_Task description_:
Rename "bounding region" to "bounding box" in the records from the line with "Find the bounding region for the sea" to the line with "[0,73,122,97]", and reproduce those lines with no other change, leaving out the pictures.

--- Start of Extracted entries ---

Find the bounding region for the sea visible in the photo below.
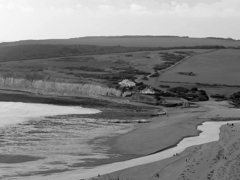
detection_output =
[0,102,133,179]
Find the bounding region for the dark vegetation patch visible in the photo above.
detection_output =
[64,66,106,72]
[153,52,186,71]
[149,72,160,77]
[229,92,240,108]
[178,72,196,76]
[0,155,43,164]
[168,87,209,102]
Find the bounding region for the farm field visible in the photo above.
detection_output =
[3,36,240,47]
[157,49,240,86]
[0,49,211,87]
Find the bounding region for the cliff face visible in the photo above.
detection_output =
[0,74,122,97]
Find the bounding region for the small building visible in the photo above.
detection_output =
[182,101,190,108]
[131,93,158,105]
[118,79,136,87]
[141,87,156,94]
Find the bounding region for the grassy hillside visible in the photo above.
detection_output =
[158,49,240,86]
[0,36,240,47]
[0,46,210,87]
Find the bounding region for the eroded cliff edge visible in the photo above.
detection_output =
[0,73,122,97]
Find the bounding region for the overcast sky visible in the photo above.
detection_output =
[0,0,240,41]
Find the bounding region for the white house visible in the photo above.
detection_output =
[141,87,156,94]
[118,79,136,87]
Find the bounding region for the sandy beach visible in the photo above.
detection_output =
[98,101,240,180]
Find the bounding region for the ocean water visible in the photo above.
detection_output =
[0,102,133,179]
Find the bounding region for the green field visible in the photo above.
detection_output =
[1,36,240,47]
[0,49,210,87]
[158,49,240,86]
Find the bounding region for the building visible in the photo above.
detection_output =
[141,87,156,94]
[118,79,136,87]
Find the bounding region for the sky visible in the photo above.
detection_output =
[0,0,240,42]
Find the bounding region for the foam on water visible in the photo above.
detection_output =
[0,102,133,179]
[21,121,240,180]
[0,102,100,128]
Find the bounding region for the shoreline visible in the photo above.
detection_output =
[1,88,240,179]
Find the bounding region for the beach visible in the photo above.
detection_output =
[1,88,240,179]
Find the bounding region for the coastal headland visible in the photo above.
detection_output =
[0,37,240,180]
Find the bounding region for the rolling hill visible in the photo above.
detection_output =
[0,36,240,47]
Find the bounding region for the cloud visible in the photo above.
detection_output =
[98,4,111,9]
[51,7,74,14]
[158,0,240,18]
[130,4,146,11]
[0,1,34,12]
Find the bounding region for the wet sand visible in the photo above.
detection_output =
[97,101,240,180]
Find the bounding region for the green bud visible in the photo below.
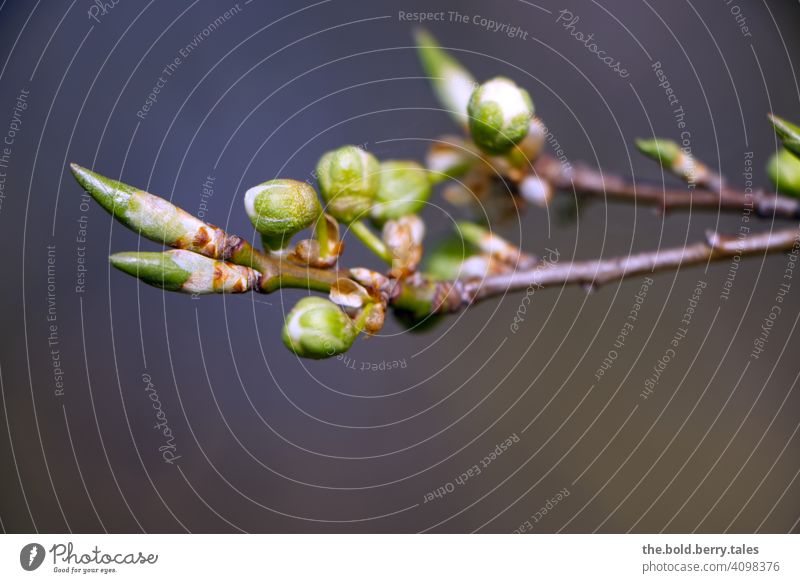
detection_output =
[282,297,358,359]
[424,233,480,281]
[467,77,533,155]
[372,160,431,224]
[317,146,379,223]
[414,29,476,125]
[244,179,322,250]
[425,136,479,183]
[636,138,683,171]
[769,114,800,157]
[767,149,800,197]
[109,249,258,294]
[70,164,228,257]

--- End of Extracted entries ---
--- Start of Extracted entries ---

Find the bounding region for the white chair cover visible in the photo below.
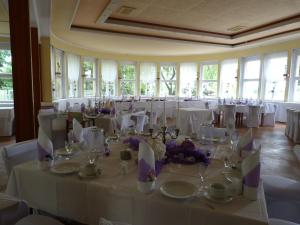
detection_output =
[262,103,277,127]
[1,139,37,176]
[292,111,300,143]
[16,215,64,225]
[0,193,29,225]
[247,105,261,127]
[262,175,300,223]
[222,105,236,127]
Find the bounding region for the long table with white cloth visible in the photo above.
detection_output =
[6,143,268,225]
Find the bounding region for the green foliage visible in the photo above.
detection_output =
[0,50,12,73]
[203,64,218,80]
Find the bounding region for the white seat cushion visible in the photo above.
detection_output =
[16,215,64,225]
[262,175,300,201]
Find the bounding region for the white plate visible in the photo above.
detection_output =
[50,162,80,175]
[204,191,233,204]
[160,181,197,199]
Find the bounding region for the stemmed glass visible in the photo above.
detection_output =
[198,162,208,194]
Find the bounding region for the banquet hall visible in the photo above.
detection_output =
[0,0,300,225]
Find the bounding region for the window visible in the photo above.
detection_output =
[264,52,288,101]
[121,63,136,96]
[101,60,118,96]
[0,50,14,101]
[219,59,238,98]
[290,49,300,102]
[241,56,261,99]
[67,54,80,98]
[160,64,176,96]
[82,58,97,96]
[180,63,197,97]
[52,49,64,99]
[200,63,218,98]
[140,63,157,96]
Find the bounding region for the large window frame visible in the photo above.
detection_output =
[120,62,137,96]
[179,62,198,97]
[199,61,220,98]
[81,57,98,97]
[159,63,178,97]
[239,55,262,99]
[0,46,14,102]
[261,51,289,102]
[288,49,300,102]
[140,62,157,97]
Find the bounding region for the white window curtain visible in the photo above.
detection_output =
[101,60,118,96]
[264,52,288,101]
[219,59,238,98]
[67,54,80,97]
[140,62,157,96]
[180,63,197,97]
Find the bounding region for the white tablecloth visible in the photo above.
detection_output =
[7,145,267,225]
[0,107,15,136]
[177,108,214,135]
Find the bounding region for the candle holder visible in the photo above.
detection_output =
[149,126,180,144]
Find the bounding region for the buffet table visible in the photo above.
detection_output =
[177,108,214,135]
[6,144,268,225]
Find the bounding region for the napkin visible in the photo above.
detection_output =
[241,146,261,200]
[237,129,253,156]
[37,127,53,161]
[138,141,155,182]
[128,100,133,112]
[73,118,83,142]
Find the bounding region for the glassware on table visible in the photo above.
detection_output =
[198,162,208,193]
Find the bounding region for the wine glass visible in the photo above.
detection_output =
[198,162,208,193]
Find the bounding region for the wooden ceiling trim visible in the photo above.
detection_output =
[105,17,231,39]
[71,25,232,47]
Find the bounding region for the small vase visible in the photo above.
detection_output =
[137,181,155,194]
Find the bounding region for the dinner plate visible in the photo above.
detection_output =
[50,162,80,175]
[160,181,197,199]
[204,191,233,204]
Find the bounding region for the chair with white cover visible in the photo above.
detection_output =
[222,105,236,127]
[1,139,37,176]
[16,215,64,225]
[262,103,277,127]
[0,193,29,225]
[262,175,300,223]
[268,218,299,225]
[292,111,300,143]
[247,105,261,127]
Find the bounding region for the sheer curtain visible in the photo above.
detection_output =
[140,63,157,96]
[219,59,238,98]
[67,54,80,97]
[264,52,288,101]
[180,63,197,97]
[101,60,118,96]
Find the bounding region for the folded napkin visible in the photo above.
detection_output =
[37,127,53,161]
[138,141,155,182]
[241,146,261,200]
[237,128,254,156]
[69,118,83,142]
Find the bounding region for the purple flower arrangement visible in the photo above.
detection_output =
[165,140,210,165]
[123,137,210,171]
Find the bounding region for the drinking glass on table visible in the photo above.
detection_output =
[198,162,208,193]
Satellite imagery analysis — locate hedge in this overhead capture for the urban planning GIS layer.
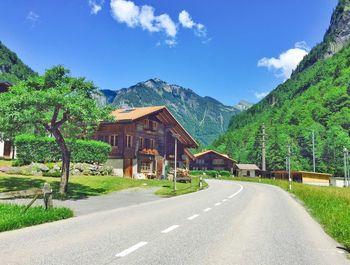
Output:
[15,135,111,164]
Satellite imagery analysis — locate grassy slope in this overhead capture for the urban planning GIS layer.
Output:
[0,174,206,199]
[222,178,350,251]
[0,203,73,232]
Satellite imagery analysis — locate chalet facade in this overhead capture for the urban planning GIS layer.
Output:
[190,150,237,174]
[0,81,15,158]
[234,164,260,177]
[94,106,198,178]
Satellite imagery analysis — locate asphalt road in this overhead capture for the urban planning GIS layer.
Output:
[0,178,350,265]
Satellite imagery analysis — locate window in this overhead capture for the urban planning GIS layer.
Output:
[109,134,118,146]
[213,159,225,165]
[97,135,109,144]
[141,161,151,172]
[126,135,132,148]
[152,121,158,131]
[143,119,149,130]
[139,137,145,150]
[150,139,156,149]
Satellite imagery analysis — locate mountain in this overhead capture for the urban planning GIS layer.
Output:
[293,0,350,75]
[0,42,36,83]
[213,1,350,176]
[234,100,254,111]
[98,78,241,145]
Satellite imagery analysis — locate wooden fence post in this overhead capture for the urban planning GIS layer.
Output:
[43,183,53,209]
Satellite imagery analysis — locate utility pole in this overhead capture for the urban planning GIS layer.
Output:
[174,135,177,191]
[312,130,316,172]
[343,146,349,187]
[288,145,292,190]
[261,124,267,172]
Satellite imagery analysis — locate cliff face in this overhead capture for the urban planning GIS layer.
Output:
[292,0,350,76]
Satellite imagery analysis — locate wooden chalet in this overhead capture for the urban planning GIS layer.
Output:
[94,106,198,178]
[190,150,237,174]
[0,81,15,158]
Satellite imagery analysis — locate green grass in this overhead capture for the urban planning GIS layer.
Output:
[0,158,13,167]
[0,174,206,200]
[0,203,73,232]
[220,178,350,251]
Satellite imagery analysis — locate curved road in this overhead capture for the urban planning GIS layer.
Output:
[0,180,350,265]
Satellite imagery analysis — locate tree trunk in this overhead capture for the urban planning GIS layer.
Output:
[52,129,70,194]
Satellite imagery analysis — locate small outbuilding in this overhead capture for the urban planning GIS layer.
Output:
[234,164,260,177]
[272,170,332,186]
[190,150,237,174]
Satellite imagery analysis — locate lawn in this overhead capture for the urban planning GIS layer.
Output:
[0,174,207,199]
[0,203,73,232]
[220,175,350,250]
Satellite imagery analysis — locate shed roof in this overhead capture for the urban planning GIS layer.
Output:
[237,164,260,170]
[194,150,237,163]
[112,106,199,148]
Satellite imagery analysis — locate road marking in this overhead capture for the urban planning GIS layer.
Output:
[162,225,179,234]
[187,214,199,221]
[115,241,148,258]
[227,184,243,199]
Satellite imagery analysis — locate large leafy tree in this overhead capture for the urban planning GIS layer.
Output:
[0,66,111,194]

--- End of Extracted entries ---

_Written response_:
Find the bounding box for the sea visible in the photo below.
detection_output =
[0,102,133,179]
Find the bounding box for the dark vegetation patch visible in the photo above.
detection_output =
[64,66,106,72]
[153,52,186,71]
[149,72,160,77]
[229,92,240,108]
[178,72,196,76]
[0,155,43,164]
[168,87,209,102]
Find the bounding box for the farm field visible in the photo above.
detection_output =
[3,36,240,47]
[157,49,240,86]
[0,49,211,87]
Find the bounding box for the cliff face visible in the photo above.
detection_output =
[0,74,122,97]
Find the bounding box for the small building visible in the photo above.
detection_output =
[182,101,190,108]
[131,93,158,105]
[118,79,136,87]
[141,87,156,94]
Find the bounding box for the grassy hillside visible in the photo above.
detection_output =
[158,49,240,86]
[0,36,240,47]
[0,46,210,87]
Find the bounding box for the eroded cliff edge visible in the photo above.
detection_output =
[0,73,122,97]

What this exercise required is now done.